Raphaël Katebe Katoto, proche de l'opposant historique congolais Étienne
Tshisekedi, s'est confié lundi à Jeune Afrique. Membre du "conseil des
sages de l'opposition", l'homme d'affaires revient sur les ennuis
judiciaires de Moïse Katumbi, son demi-frère et candidat déclaré à la
présidentielle en RD Congo.
« Les ennuis judiciaires de Moïse Katumbi ne font que commencer. » L’opposant et homme d’affaires congolais Raphaël Katebe Katoto, demi-frère du dernier gouverneur de l’ex-Katanga, en est convaincu.
Joint au téléphone le 26 juin par Jeune Afrique, ce proche d’Étienne Tshisekedi (il a été l’un des artisans du rassemblement de l’opposition congolaise début juin autour de l’opposant historique à Genval, dans la banlieue bruxelloise), soutient mordicus être le propriétaire de l’immeuble qui a conduit, le 22 juin, à la condamnation de Moïse Katumbi à 36 mois de prison et à une amende d’un million de dollars américains.
C’est un citoyen grec, Alexandre Stuupis qui l’accusait d’avoir fait
usage de faux en écriture pour s’approprier une parcelle dans la commune
de Kampemba, à Lubumbashi.

━━━━━━━━━━

• [Consigne a]
Résumez le texte fourni en deux phrases.

━━━━━━━━━━

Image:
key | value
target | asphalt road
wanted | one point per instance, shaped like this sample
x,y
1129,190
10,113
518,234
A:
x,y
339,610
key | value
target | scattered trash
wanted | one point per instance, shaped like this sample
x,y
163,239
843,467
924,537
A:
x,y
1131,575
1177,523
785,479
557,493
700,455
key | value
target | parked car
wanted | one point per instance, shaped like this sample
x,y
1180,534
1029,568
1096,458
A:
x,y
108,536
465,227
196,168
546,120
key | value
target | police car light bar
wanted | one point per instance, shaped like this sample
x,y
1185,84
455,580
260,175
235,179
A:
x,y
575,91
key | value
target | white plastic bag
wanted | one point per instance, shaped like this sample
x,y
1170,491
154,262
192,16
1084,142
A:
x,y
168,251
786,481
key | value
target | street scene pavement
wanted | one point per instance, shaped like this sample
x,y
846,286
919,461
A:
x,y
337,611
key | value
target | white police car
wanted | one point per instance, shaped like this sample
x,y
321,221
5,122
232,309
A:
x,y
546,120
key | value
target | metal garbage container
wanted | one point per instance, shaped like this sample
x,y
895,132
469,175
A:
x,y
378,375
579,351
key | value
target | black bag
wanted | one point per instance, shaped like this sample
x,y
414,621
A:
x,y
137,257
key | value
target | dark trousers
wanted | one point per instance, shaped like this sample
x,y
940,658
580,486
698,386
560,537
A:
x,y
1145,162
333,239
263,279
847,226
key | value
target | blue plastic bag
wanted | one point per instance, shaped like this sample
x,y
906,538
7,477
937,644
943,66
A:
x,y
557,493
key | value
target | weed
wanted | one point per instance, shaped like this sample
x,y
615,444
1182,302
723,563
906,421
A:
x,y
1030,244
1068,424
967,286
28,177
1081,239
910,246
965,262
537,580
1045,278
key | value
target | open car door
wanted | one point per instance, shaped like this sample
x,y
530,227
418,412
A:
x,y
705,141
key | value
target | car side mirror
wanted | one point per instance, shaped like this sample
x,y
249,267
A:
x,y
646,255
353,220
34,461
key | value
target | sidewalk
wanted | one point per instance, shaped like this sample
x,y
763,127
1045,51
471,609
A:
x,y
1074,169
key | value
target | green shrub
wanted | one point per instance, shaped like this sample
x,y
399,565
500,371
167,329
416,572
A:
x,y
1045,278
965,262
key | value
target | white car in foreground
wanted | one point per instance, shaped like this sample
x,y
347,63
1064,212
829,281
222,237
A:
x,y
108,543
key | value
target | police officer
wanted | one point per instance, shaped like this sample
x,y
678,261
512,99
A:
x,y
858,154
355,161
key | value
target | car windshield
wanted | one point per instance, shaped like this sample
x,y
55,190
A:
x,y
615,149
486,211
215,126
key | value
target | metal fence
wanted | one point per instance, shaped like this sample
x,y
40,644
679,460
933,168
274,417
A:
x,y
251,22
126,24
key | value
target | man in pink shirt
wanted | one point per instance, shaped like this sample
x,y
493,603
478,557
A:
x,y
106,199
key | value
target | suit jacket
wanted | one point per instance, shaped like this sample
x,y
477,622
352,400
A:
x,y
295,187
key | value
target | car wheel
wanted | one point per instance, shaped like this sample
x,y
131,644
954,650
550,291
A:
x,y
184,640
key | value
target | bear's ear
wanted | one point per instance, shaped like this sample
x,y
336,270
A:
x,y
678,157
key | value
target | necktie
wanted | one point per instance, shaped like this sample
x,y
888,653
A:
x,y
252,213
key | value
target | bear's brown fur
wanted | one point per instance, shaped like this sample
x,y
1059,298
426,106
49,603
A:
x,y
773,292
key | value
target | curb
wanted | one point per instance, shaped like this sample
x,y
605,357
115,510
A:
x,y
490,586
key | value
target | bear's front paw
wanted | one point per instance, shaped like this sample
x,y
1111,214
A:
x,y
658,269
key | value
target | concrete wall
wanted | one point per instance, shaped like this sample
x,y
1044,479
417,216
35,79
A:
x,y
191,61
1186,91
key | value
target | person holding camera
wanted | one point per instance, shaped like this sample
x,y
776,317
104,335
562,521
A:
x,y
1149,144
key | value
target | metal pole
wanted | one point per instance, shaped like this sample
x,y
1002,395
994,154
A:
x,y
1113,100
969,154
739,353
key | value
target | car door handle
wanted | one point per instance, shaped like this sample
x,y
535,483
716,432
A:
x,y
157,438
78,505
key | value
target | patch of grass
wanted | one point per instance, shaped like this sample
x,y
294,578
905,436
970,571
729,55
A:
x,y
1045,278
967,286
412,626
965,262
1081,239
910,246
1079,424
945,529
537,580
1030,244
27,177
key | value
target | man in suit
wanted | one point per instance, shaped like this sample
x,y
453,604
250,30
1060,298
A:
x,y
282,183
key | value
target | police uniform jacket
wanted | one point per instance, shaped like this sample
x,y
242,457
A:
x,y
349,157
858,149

━━━━━━━━━━

• [Consigne b]
Relevez chaque ligne ci-dessus qui contient la chaîne "suit".

• [Résultat a]
Raphaël Katebe Katoto, homme d'affaires et opposant congolais proche d'Étienne Tshisekedi, se dit convaincu que les ennuis judiciaires de son demi-frère Moïse Katumbi ne font que commencer. Il affirme être le propriétaire de l'immeuble qui a conduit, le 22 juin, à la condamnation de Moïse Katumbi à 36 mois de prison et à une amende d'un million de dollars américains.

• [Résultat b]
target | suit jacket
target | man in suit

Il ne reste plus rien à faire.